▸ Request: Copy out the items below, swapping "marker" for "pin" each time it appears and leaving everything else unchanged.

▸ Material provided:
+++

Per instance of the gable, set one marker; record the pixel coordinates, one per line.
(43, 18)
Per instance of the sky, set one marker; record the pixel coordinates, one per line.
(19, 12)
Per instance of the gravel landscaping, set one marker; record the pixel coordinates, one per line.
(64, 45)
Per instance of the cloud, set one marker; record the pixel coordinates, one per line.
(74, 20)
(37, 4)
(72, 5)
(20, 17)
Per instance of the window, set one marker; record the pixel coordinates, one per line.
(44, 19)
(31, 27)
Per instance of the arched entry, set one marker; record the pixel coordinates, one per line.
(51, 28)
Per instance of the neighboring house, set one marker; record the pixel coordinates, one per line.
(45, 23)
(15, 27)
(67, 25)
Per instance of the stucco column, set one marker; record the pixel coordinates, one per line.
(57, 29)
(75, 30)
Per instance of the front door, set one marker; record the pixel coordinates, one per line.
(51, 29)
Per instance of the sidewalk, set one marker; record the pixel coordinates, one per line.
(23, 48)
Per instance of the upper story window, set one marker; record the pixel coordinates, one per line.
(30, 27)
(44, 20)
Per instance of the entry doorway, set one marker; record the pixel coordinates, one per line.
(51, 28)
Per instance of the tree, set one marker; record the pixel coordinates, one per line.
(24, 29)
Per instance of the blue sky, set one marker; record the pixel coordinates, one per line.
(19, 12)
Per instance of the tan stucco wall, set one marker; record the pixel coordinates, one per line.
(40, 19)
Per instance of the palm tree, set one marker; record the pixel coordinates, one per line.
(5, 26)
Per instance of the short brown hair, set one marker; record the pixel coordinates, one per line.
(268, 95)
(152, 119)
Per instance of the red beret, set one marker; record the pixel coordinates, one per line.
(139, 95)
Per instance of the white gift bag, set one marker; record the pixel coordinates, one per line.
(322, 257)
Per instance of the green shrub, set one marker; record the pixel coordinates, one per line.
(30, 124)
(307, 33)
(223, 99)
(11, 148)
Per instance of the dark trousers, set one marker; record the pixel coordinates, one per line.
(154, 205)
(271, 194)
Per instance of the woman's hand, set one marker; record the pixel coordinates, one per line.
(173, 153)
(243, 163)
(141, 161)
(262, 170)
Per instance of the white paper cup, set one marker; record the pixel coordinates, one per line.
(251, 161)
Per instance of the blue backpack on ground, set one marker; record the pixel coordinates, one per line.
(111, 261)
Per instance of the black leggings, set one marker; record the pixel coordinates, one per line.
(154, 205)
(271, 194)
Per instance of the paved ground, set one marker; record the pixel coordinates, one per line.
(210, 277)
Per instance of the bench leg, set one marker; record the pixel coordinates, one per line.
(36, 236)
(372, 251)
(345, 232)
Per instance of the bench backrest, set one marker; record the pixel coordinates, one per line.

+++

▸ Complete response:
Per instance of the gable, set one pin; record the pixel coordinates, one per line.
(43, 18)
Per instance of the sky, set one pin; record the pixel coordinates, one per line.
(19, 12)
Per instance of the gravel landscaping, set one pin; record the pixel coordinates, one per line.
(64, 45)
Per instance of the cloud, set one pin; record the pixel coordinates, one per line.
(74, 20)
(37, 4)
(72, 5)
(20, 17)
Per instance of the window, set one pin; record the pixel coordinates, one per line.
(44, 19)
(31, 27)
Per instance of the arched entry, set one pin; record the pixel coordinates, one per line.
(51, 28)
Per instance of the neighboring house, set one pin; record the pixel coordinates, one per line.
(45, 23)
(15, 27)
(67, 25)
Per instance of the stucco column, set one pin; record the pixel coordinates, one per line.
(57, 29)
(75, 30)
Per instance of the front door, set one pin; record the pixel coordinates, one per line.
(51, 29)
Per instance of the sidewalk, set one pin; record the pixel coordinates, one per line.
(23, 48)
Per instance of the upper story window, set one pin; record the pixel coordinates, one per line.
(30, 27)
(44, 20)
Per instance of the entry doorway, set one pin; record the pixel coordinates, one per line.
(51, 28)
Per instance of the tree, set one pin; record the pixel coordinates, one per line.
(24, 29)
Per instance of the blue sky, set one pin; record the pixel coordinates, one per line.
(19, 12)
Per instance of the tan stucco wall, set one pin; record the pixel coordinates, one per line.
(40, 19)
Per instance of the palm tree, set one pin; record the pixel coordinates, one per line.
(5, 26)
Per instance of the short brown hair, set one pin; record the pixel coordinates, one per line.
(268, 95)
(152, 119)
Per instance of the red beret, set one pin; record the pixel coordinates, one per line.
(139, 95)
Per instance of the white gift bag, set one pin; record the pixel coordinates, one per line.
(322, 257)
Per instance of the green shrub, set one pin; record the pixel coordinates, one per line.
(30, 124)
(307, 33)
(223, 99)
(11, 148)
Per instance of the dark trousers, set one pin; record the pixel coordinates, one per line.
(154, 205)
(271, 194)
Per instance of the woman's hand, set one pin; record the pixel coordinates, one per line.
(173, 153)
(243, 163)
(141, 161)
(262, 170)
Per instance of the white paper cup, set one pin; record the pixel coordinates, one per line.
(251, 161)
Per instance of the blue backpack on ground, set one pin; record the pixel coordinates, one per line.
(111, 261)
Per instance of the black leggings, set one pin; record the pixel coordinates, one per line.
(154, 205)
(271, 194)
Per instance of the paved ground, set one pin; record the pixel coordinates, one per line.
(210, 277)
Per instance of the bench leg, set one pin; record the pixel coordinates, one per line.
(36, 236)
(372, 251)
(345, 232)
Per instance of the bench backrest, set one pin; record the pixel coordinates, one per line.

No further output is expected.